Trecho>
□ □ □ □
11.9.07

A Era da Inocência


Como Denys Arcand é um mestre da ironia, deve estar rindo ao saber que seu L'ÂGE DES TÉNÈBRES recebeu no Brasil o polido (e mentiroso) título de A ERA DA INOCÊNCIA. Não poderia ser mais enganoso, mesmo porque a época que Arcand retrata nada tem de inocente. Afinal, qualquer pretensão é perdida nesse mundo descrito pelo cineasta canadense: Vida familiar destruída, ambiente profissional minado por excesso de competição, trânsito infernal, relações humanas artificiais, sexo mecânico, mediação insípida pelo discurso politicamente correto, etc.

Poderia parecer um cardápio intragável, esse oferecido por Arcand, não fosse seu terrível senso de humor, que beira às vezes o sarcasmo, mas dá um tempero ao conjunto. As pessoas foram reduzidas a robôs, o sexo não vale mais a pena, a vida profissional tornou-se um fardo e um ser insignificante como o funcionário público Jean-Marc Leblanc (Marc Labrèche) não tem outro recurso senão refugiar-se no devaneio. Entre risos e insights, o filme progride rumo àquilo que parece ser o naufrágio absoluto do personagem.
□ □ □ □
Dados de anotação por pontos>
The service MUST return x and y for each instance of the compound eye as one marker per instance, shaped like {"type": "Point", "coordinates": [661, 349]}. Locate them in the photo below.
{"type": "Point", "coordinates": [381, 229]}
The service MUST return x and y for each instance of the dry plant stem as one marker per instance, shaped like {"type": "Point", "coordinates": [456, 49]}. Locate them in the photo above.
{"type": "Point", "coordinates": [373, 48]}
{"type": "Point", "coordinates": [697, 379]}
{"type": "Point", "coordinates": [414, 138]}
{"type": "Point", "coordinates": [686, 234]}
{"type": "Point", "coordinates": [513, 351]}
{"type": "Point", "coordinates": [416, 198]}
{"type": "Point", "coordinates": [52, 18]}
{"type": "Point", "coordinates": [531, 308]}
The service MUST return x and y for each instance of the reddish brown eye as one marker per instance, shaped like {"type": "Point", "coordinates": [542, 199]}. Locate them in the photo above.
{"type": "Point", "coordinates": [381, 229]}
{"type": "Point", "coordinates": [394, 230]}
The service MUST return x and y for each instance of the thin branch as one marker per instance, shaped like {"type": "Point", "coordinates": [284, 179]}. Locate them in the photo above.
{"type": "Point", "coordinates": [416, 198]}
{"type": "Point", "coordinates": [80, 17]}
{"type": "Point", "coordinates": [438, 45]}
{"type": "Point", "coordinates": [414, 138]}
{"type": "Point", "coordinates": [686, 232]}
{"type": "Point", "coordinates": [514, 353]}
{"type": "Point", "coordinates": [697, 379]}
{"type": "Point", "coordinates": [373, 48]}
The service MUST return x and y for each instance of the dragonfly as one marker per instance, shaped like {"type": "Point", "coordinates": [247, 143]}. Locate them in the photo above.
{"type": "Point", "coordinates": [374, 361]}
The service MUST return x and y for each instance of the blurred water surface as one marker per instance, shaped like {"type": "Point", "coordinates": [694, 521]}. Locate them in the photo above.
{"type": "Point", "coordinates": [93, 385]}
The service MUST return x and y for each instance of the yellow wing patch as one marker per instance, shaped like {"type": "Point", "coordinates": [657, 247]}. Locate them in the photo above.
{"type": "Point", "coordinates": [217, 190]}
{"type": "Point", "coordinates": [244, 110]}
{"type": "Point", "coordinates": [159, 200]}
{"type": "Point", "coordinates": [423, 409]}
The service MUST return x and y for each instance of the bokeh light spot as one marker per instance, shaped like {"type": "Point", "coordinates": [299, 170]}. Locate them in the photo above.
□ □ □ □
Tarefas>
A) Extraia do trecho tudo o que vai desde "Como Denys Arcand" até "politicamente correto, etc.".
B) Segundo o trecho, que ator interpreta o funcionário público Jean-Marc Leblanc?

Os resultados>
A)
Como Denys Arcand é um mestre da ironia, deve estar rindo ao saber que seu L'ÂGE DES TÉNÈBRES recebeu no Brasil o polido (e mentiroso) título de A ERA DA INOCÊNCIA. Não poderia ser mais enganoso, mesmo porque a época que Arcand retrata nada tem de inocente. Afinal, qualquer pretensão é perdida nesse mundo descrito pelo cineasta canadense: Vida familiar destruída, ambiente profissional minado por excesso de competição, trânsito infernal, relações humanas artificiais, sexo mecânico, mediação insípida pelo discurso politicamente correto, etc.

B) Marc Labrèche.